*What to produce*
Using the listing below, copy every line that mentions "Find".
(Input for this task begins)
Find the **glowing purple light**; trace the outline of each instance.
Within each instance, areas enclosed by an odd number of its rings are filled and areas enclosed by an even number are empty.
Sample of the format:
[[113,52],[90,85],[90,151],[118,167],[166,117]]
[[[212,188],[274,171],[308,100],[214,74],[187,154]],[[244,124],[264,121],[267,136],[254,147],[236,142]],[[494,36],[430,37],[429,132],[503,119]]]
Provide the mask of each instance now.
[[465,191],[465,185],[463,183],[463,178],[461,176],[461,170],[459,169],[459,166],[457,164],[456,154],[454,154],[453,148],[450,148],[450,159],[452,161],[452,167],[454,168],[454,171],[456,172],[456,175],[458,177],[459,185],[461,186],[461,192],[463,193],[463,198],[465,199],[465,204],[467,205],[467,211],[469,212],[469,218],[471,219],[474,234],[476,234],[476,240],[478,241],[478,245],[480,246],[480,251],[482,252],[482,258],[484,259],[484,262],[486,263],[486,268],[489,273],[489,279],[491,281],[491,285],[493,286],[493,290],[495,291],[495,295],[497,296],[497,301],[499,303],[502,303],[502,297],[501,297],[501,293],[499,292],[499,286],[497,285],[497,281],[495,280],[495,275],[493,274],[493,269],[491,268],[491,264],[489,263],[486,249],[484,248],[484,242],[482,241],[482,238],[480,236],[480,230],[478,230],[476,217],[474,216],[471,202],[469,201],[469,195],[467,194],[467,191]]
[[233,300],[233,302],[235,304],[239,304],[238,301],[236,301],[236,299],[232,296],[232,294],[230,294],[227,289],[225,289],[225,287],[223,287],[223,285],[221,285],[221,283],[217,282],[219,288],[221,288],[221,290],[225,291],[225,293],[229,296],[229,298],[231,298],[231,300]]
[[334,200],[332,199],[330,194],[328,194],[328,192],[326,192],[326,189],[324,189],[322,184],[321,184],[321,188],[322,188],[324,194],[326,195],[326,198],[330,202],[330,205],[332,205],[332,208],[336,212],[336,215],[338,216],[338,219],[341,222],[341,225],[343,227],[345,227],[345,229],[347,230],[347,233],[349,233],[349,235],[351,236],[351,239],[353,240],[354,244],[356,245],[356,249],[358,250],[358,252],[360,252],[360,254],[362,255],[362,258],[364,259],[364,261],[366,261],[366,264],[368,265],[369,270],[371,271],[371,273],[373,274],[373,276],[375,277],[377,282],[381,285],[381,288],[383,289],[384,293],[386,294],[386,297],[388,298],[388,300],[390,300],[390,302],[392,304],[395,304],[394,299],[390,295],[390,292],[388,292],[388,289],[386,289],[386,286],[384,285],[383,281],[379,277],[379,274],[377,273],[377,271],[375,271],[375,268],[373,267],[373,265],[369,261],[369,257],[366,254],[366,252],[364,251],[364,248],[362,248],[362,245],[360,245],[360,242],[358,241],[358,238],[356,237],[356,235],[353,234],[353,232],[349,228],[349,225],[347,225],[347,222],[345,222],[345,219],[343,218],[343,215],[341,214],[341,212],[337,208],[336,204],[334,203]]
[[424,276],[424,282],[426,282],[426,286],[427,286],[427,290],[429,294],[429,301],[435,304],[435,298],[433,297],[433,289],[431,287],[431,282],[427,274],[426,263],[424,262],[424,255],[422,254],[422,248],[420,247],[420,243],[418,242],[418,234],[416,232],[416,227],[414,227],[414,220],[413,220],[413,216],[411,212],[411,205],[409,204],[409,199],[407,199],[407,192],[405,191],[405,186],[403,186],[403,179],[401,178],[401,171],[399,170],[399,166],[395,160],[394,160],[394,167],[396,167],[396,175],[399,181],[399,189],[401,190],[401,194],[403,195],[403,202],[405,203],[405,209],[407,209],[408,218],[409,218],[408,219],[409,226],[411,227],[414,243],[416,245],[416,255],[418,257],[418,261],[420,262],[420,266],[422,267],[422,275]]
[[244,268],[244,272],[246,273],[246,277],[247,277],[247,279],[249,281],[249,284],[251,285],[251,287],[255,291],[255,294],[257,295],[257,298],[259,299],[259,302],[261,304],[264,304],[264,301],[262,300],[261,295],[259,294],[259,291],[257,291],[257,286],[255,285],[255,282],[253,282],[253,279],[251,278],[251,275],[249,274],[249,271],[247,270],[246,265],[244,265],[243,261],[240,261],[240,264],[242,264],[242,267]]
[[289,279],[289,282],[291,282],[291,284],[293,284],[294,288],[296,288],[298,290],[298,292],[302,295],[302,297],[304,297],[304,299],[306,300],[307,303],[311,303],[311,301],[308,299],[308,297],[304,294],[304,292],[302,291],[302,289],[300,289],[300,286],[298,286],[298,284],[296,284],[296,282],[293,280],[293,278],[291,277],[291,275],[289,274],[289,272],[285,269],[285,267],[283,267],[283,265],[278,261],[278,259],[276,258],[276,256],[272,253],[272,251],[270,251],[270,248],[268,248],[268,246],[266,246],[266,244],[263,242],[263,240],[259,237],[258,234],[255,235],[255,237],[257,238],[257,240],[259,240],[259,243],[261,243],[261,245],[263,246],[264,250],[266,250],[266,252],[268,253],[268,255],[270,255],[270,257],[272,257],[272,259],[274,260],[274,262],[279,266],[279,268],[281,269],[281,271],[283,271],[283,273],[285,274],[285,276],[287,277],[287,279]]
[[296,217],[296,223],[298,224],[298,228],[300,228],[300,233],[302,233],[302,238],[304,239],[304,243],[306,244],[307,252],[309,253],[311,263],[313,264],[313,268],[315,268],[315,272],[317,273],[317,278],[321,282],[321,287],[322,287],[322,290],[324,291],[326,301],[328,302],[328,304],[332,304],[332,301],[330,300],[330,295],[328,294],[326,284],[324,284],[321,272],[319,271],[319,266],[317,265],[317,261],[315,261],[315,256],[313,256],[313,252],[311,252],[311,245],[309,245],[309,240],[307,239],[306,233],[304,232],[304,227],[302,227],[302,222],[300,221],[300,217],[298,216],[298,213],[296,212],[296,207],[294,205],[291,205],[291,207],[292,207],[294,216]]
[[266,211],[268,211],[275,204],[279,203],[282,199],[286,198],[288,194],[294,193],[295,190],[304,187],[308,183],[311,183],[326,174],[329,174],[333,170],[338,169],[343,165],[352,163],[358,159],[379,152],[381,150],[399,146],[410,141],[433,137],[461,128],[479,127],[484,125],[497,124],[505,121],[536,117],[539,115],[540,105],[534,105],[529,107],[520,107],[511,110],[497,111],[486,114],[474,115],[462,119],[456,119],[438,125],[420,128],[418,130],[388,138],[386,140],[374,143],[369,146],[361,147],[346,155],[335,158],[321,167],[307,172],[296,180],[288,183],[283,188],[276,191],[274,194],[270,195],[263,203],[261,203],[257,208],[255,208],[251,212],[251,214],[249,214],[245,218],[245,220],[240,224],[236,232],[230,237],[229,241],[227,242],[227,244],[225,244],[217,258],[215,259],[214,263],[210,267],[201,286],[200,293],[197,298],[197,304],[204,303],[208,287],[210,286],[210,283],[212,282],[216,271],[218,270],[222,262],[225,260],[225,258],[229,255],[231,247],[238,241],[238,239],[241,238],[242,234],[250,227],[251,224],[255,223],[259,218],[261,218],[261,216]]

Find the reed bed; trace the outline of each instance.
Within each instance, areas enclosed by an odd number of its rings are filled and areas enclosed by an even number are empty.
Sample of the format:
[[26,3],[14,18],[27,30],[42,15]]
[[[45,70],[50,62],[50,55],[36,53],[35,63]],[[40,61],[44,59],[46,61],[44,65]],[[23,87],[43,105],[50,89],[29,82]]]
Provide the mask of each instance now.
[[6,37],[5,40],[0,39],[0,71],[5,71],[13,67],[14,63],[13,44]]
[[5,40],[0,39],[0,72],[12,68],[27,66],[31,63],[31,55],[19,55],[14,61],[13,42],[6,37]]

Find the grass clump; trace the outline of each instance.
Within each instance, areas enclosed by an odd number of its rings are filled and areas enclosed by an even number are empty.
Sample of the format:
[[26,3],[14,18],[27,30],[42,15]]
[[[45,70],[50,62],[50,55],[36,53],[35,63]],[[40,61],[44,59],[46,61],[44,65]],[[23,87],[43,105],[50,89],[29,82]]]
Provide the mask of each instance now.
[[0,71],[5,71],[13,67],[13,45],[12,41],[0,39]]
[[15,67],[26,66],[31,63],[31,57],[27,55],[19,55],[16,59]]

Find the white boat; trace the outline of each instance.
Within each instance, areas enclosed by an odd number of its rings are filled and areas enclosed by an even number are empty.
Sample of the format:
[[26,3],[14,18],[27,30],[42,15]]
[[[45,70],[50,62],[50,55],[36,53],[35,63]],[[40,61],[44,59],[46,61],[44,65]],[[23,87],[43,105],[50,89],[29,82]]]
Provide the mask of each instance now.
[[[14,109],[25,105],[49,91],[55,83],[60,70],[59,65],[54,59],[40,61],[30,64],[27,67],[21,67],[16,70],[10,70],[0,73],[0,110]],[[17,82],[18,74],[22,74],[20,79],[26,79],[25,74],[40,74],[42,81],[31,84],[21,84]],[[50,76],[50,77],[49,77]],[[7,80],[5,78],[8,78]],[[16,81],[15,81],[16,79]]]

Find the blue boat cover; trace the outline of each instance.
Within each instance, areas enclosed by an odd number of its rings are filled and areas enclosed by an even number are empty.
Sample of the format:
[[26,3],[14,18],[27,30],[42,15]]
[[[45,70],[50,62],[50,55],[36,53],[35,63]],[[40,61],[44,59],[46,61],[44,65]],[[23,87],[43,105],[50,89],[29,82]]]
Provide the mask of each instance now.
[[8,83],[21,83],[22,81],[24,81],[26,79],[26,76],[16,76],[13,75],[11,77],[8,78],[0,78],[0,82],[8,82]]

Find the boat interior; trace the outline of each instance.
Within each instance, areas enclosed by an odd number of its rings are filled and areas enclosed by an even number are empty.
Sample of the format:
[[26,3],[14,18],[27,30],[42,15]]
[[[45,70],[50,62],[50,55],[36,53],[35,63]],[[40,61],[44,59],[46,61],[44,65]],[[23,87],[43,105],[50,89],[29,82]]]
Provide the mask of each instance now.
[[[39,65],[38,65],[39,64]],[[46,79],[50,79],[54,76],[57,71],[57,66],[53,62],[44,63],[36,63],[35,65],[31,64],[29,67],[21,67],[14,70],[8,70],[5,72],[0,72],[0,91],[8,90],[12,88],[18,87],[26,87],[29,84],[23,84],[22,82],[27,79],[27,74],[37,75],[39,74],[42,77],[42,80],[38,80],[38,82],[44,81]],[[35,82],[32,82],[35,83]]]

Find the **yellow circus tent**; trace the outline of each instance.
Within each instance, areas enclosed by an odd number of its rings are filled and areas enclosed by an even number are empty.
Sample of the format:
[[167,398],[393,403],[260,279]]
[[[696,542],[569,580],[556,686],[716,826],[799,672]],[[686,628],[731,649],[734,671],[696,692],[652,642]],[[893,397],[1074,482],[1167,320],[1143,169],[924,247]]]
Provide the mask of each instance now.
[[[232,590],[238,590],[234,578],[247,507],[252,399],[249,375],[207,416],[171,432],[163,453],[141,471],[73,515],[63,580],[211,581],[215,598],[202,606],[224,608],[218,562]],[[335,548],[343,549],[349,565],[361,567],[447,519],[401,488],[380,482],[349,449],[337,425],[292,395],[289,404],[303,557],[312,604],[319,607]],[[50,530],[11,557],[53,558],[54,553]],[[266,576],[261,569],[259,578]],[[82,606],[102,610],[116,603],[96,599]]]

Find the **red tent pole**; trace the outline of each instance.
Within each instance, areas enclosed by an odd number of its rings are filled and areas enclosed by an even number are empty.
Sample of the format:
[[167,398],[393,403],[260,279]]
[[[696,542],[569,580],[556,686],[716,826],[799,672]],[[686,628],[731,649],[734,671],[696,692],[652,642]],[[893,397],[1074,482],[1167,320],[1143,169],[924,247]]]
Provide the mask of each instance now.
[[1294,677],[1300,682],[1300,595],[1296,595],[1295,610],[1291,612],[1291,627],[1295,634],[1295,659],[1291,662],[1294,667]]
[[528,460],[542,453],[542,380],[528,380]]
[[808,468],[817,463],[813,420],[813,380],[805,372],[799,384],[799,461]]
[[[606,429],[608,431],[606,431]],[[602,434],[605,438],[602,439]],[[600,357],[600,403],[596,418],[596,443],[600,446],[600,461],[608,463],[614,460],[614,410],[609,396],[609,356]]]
(Input for this task ends)
*Solution to the problem*
Find the **glowing purple light**; trace the outline of each instance.
Find the reed bed; trace the outline of each instance.
Find the grass clump; trace the outline of each instance.
Find the white boat; trace the outline of each instance.
Find the blue boat cover; trace the outline of each instance.
Find the boat interior; trace the outline of each instance.
Find the **yellow circus tent**; trace the outline of each instance.
Find the **red tent pole**; trace the outline of each instance.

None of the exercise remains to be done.